Leaving the pictures out, print the lines from the first line of the listing through the line containing "column 447, row 316", exactly as they read, and no others.

### EXCERPTED RECORDS
----------------
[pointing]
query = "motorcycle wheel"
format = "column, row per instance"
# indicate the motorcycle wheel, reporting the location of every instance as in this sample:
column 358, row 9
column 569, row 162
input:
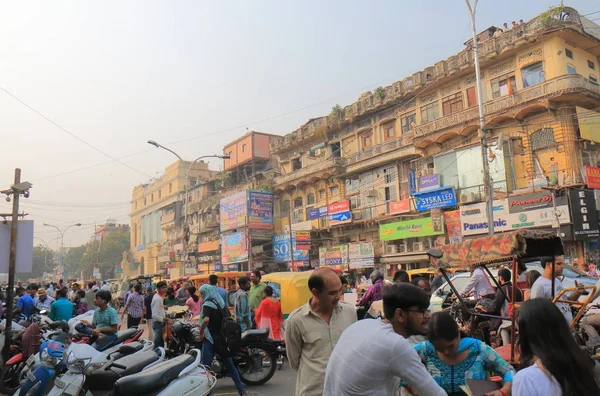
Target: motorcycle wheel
column 9, row 379
column 252, row 367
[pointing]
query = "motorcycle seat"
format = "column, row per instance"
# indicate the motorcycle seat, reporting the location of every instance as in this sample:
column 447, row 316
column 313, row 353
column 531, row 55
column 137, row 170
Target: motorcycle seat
column 153, row 378
column 255, row 334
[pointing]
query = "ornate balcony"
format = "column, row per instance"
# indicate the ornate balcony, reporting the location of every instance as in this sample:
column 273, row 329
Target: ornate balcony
column 567, row 84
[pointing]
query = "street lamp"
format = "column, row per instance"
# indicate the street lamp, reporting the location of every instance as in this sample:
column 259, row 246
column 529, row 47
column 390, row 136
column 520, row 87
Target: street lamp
column 62, row 243
column 187, row 171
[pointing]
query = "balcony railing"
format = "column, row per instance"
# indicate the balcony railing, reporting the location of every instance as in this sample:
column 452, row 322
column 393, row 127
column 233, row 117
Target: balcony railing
column 331, row 163
column 557, row 86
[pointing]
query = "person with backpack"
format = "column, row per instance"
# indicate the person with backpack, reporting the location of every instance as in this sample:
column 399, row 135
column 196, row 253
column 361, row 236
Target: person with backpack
column 212, row 319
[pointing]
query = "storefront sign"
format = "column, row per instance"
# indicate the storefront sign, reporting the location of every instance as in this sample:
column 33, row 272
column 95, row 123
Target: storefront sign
column 453, row 227
column 401, row 206
column 584, row 214
column 233, row 211
column 339, row 212
column 260, row 210
column 316, row 213
column 429, row 182
column 234, row 248
column 209, row 246
column 592, row 175
column 526, row 202
column 409, row 229
column 281, row 249
column 438, row 198
column 335, row 255
column 361, row 255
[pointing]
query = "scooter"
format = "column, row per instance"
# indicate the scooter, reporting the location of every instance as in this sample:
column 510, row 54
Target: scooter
column 183, row 375
column 90, row 371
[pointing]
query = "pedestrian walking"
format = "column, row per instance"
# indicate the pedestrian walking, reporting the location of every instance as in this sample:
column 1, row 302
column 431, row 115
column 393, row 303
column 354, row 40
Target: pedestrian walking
column 313, row 330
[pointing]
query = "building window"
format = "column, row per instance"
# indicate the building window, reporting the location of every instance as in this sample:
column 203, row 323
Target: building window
column 407, row 122
column 569, row 53
column 367, row 140
column 533, row 74
column 471, row 97
column 503, row 86
column 452, row 104
column 285, row 206
column 542, row 138
column 430, row 112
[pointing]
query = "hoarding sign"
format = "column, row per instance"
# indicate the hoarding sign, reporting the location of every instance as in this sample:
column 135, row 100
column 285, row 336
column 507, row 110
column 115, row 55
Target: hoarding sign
column 234, row 248
column 361, row 255
column 438, row 198
column 233, row 211
column 260, row 210
column 334, row 255
column 409, row 229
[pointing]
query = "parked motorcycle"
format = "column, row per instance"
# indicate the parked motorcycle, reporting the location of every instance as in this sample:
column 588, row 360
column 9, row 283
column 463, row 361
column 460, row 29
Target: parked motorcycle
column 183, row 375
column 92, row 371
column 255, row 356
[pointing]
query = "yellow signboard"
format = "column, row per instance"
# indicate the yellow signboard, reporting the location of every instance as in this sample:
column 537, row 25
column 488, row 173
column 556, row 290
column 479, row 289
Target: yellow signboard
column 589, row 124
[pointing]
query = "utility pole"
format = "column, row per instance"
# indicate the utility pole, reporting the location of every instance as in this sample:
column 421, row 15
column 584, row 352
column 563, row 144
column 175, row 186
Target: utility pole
column 488, row 183
column 14, row 193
----------------
### RESULT
[pointing]
query = "motorcycle wheel"
format = "column, row per instance"
# indicate the motorcycle wheel, reporting the location of every instance as in this sample:
column 358, row 9
column 569, row 162
input:
Target: motorcycle wheel
column 9, row 379
column 252, row 367
[pointing]
query = "motorcycle seat"
format = "column, row per instance"
# indicate the motorcycle seat, reporting the location of every instance as in this sample:
column 447, row 316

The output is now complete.